(DATA PROVIDED begins)
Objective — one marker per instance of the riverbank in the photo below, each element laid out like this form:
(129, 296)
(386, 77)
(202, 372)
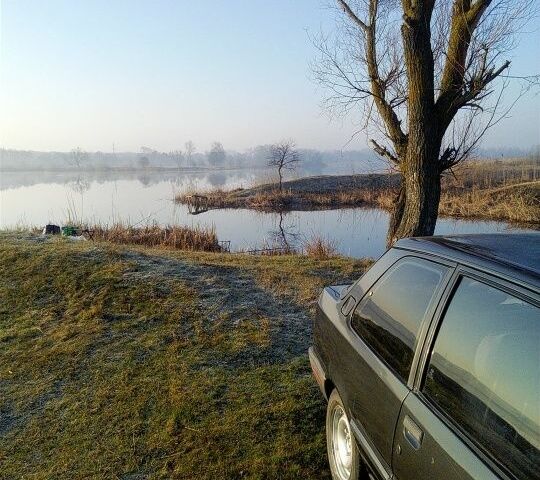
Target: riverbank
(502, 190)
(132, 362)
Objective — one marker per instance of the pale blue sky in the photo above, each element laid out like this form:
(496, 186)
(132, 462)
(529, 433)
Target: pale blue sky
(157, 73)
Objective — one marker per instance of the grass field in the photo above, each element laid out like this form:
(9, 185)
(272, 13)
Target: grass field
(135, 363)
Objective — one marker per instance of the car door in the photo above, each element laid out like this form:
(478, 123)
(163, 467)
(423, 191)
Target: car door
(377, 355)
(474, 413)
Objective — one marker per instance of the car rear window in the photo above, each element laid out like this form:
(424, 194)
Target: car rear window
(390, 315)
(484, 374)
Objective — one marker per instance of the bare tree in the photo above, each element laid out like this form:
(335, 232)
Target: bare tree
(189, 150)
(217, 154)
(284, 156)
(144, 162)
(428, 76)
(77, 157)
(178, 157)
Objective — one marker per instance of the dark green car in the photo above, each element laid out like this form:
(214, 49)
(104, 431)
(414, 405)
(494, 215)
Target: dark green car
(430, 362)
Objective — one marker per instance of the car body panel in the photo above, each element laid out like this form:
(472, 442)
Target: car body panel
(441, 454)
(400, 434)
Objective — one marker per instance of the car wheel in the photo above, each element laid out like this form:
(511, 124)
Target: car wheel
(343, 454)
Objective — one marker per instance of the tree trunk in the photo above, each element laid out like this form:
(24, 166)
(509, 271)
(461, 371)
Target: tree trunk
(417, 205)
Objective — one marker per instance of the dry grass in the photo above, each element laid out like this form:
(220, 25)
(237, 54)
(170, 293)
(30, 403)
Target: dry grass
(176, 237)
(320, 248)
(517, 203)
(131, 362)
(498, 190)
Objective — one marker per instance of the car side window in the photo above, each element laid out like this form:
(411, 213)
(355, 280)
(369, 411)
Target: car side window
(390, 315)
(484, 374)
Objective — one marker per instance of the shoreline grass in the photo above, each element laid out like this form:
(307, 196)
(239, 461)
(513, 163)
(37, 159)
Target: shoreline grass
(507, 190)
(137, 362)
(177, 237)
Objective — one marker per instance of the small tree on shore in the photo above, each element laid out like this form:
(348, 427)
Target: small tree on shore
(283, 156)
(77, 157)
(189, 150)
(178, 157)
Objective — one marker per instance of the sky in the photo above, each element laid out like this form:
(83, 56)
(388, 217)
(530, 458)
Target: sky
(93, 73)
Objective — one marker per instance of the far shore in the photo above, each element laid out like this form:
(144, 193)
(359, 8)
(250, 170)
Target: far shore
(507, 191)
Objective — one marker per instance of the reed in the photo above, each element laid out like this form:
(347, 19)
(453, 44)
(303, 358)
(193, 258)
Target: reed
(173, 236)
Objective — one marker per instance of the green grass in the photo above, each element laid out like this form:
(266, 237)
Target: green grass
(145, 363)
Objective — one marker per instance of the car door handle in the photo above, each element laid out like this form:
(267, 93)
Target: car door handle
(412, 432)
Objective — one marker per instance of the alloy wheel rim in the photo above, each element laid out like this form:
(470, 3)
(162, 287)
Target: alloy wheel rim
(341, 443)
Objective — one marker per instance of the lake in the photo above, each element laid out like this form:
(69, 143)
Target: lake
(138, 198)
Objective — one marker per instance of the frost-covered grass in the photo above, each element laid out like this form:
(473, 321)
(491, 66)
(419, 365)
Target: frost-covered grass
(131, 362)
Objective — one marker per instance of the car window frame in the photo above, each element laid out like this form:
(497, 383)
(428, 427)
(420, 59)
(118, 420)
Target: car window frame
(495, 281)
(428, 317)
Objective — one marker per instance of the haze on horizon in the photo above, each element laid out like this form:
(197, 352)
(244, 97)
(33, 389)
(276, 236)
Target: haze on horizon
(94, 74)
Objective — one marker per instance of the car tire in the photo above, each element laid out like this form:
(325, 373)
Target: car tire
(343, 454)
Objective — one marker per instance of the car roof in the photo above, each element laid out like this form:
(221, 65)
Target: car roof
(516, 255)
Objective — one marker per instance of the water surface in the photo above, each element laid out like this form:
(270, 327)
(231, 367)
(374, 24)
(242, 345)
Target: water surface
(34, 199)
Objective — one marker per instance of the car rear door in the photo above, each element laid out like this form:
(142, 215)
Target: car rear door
(DATA PROVIDED ends)
[YOUR OBJECTIVE]
For the records above, output each one exactly and skip any image.

[ANSWER TO THIS EXERCISE]
Objective — one marker per instance of the riverbank in the photo below, each element laid out like this form:
(129, 296)
(386, 77)
(202, 372)
Target: riverbank
(502, 190)
(132, 362)
Objective — one marker per instance of the pale blue sky in the photo above, each element laid out like this form:
(496, 186)
(132, 462)
(529, 433)
Target: pale blue sky
(157, 73)
Objective — one marker per instance of the grass field in the photo above, each element laid out like this form:
(9, 185)
(272, 13)
Target: grass field
(135, 363)
Objective — one marker per instance of the car door in the photo above, each element laid out like this form:
(478, 123)
(163, 467)
(423, 191)
Target: car door
(377, 355)
(474, 413)
Objective — one marker per instance of the car rear window in the photo above, each element laid out like this form:
(424, 194)
Target: car rear window
(390, 315)
(484, 374)
Objective — one marker per instance of the bare tree in the photo above, each element laid out like this form:
(335, 232)
Target: bare tree
(189, 150)
(217, 154)
(284, 156)
(144, 162)
(428, 76)
(77, 157)
(178, 157)
Objective — one marker per instance of the dark green car in the photo above, each element laid out like this form:
(214, 49)
(104, 431)
(414, 405)
(494, 215)
Target: dark green car
(430, 362)
Objective — one marker per instance of the car body panel in the photo above, each element laid out like this form:
(472, 442)
Target: car body panel
(441, 454)
(400, 434)
Objective — one marker per instance of the car wheel in the photo above, each element laid out like this form:
(511, 124)
Target: car wheel
(343, 454)
Objective — one marker per instance of the tree trunk in the photo above, each element laid out like this form:
(24, 166)
(509, 271)
(461, 371)
Target: tree trunk
(417, 205)
Objective — one marker per instance of the dry grass in the photo above, each element laid out like this form:
(220, 25)
(237, 54)
(170, 293)
(30, 403)
Target: dry grass
(176, 237)
(320, 248)
(517, 203)
(131, 362)
(498, 190)
Objective — one marker per instance of the car side window in the photo above, each element laid out like this form:
(411, 213)
(355, 280)
(369, 411)
Target: car side window
(390, 315)
(484, 374)
Objective — one marker per instance of the shoreline grass in the photo above, each element laid out like this form:
(307, 196)
(239, 461)
(513, 163)
(37, 159)
Target: shoreline grass
(507, 190)
(137, 362)
(177, 237)
Objective — one marker per instance of the small tree on shore in the photo above, each element laid out like this form:
(348, 427)
Target: small tree on shore
(283, 156)
(77, 157)
(189, 150)
(178, 157)
Objective — one marker per instance of the sky in the photo above, each element laid out like this form:
(83, 56)
(388, 217)
(530, 458)
Target: sky
(93, 73)
Objective — one marker per instance of the far shore in the photo above, each element laid out like this form:
(144, 193)
(359, 8)
(250, 170)
Target: far shore
(507, 191)
Objective — one marker per instance of the reed in the photo above, each element laid out like this form:
(347, 19)
(453, 44)
(303, 358)
(193, 258)
Target: reed
(173, 236)
Objective — one marker per instance of the green grass in the photo above, each element laid out like this form:
(266, 237)
Target: green grass
(145, 363)
Objective — one marker per instance of the car door handle in the photo above, each element laid out like this form:
(267, 93)
Target: car door handle
(412, 432)
Objective — one marker per instance of the alloy wheel rim in the photo above, each element laid out like this form:
(470, 3)
(162, 287)
Target: alloy wheel rim
(341, 443)
Objective — one marker per instance of the lake in the photo above, each element laid out like this form:
(69, 143)
Target: lake
(138, 198)
Objective — one marker per instance of the frost-covered grass in the photo above, each element laid out like this form:
(473, 321)
(491, 66)
(419, 365)
Target: frost-covered grass
(131, 362)
Objective — one marker per instance of the car window frame in the photo above, each element laid out like this form:
(497, 383)
(428, 427)
(420, 59)
(118, 420)
Target: car window frame
(495, 281)
(428, 317)
Objective — one marker per instance of the haze on horizon in the photo above, each element laid out like this form:
(197, 352)
(244, 97)
(33, 389)
(276, 236)
Target: haze on horizon
(94, 74)
Objective — one marker per instance of the car tire in the photo above, each element laid out like this form:
(325, 373)
Target: car tire
(343, 454)
Objective — one marker per instance of the car roof in the photo above, each element laid out like this form:
(221, 65)
Target: car roof
(516, 255)
Objective — one marker per instance of the water surface in the photo above, each element laid out like this form:
(270, 327)
(231, 367)
(374, 24)
(242, 345)
Target: water surface
(34, 199)
Objective — one marker per instance of the car rear door in the photo above, each element laid out like this form:
(142, 215)
Target: car rear door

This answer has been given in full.